**Recorded data:**
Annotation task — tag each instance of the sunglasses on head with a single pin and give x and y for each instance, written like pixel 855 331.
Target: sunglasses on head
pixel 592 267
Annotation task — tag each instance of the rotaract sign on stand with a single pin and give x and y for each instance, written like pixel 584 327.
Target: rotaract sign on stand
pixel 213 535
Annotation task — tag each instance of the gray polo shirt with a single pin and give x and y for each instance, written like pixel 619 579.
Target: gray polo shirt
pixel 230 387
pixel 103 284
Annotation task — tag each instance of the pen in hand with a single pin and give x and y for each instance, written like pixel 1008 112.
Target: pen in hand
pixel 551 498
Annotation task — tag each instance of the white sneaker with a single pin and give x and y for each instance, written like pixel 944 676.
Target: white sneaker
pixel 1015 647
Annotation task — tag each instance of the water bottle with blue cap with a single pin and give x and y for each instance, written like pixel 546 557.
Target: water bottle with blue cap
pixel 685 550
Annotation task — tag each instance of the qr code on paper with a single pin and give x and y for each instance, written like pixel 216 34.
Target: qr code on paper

**Required task:** Reproduce the items word for word, starting with the line that contains "Annotation task — tag each instance of the water" and going on through the last line of the items.

**Exercise solution:**
Annotation task — tag each instance of the water bottle with blue cap with a single pin and give x and y for each instance, written like pixel 546 557.
Target: water bottle with blue cap
pixel 685 550
Annotation task — tag each instance of the qr code on paper with a single pin and give x and y for each instance, written like pixel 216 34.
Target: qr code on paper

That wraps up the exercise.